## Collection entries
________________

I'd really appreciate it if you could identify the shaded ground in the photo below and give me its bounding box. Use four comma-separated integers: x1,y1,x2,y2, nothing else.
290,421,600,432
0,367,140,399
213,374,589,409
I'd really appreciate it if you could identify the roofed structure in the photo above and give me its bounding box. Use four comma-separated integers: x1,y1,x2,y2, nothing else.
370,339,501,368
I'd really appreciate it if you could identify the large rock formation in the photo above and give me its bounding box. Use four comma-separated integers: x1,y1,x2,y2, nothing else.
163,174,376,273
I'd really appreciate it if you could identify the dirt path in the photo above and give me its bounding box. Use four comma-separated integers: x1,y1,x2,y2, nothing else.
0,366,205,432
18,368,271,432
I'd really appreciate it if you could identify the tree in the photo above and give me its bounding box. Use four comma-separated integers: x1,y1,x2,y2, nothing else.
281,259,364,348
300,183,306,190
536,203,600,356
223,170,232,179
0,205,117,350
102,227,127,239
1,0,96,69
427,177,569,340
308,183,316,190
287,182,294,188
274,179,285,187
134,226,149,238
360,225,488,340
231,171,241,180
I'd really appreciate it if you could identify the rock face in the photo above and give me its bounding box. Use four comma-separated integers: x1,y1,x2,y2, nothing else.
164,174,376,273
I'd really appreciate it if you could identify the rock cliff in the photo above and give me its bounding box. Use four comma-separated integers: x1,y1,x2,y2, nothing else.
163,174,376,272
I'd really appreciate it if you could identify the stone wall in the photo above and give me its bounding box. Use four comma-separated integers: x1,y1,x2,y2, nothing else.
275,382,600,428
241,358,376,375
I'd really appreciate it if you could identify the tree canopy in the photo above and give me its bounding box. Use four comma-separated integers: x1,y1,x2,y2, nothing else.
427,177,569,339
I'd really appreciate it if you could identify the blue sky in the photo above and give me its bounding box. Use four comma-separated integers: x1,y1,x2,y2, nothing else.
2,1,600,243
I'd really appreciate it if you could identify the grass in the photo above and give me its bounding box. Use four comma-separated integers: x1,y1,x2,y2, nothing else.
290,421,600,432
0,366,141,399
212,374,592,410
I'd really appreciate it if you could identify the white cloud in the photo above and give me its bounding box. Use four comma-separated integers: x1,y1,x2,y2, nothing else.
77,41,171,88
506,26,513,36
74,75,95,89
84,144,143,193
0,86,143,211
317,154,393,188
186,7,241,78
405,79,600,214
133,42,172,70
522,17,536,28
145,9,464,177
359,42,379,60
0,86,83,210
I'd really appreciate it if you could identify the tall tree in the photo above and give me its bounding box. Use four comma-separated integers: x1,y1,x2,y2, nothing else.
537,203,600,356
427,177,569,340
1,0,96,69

________________

## Activity
Please write out all of the records above, character for character.

## Output below
I'd really appreciate it if you could identify the shaded ground in the photo below and give me its bounding box. Use four comma-separated integers: x1,y1,x2,y2, nothing else.
290,421,600,432
0,367,140,399
213,374,589,409
I'd really appreciate it if you could identify the roofed structure in the photo above and give me its bounding box. Use four comma-separated integers: x1,y1,x2,y2, nothing else.
370,339,501,368
I'd really appreciate it if you could identify the large rock formation in the photo above and give me its bounding box. Use four comma-separated integers: x1,y1,x2,y2, nothing else.
163,174,376,273
I'd really appreciate it if you could identify the dirt path in the photo above and give me its bounding box. Use four comma-separated integers: x1,y1,x2,y2, nothing else.
0,366,205,432
18,368,271,432
I'd really appreciate it if you could identify the tree in the photo above and give me its bounding box. Use four comma-separated integers: x1,y1,x2,y2, nothing else.
281,259,364,348
300,183,306,190
536,203,600,356
223,170,232,179
0,205,117,350
102,227,127,239
1,0,96,69
427,177,569,340
308,183,316,190
287,182,294,188
274,179,285,187
134,226,149,238
360,225,488,340
231,171,241,180
I'd really appreciate it if you could identify the rock face in the photo above and give me its bounding box. Use four comma-separated integers: x1,y1,x2,y2, nothing else.
164,174,376,273
I'd really appreciate it if you could identify the rock cliff in the photo above and give me its bounding box. Use four comma-separated integers: x1,y1,x2,y2, nothing else.
163,174,376,272
I'd really appreciate it if you could identify the stone wall in the photo above and give me its bounding box. Use four comma-separated integers: x1,y1,x2,y2, nothing else.
275,382,600,428
241,358,376,375
I'd really appreciate it if you could identify the tree canopy in the photo above and give me its bounding box. Use four comma-separated integers: x1,y1,x2,y2, nothing else.
427,177,569,339
I'd really appreciate it if you could identify the blue sky in the photo above and give me its bounding box. Use four comma-separated integers: x1,y1,x2,y2, nothing else.
2,1,600,243
I'd really appreciate it if you could identify the grass in the photo above and give me its bounding box. Use four comma-separated integers: x1,y1,x2,y2, nothing else.
290,421,600,432
0,366,141,399
212,374,592,410
I'd really appreciate it if you could identify the white cloud in the photo above and give me its bounding box. Use four comma-separated integers: x1,y1,x2,y2, nothing else.
77,41,171,88
506,26,513,36
74,75,95,89
84,144,143,193
0,86,143,211
317,154,393,188
186,7,241,78
405,79,600,214
133,42,172,70
522,17,536,28
145,9,464,177
359,42,379,60
0,86,83,210
I'd really appreciate it if you could identify the tall tree in the photo above and give me its bounding box. Use four comma-separated integers: x1,y1,x2,y2, nothing else.
537,203,600,356
427,177,569,340
1,0,96,69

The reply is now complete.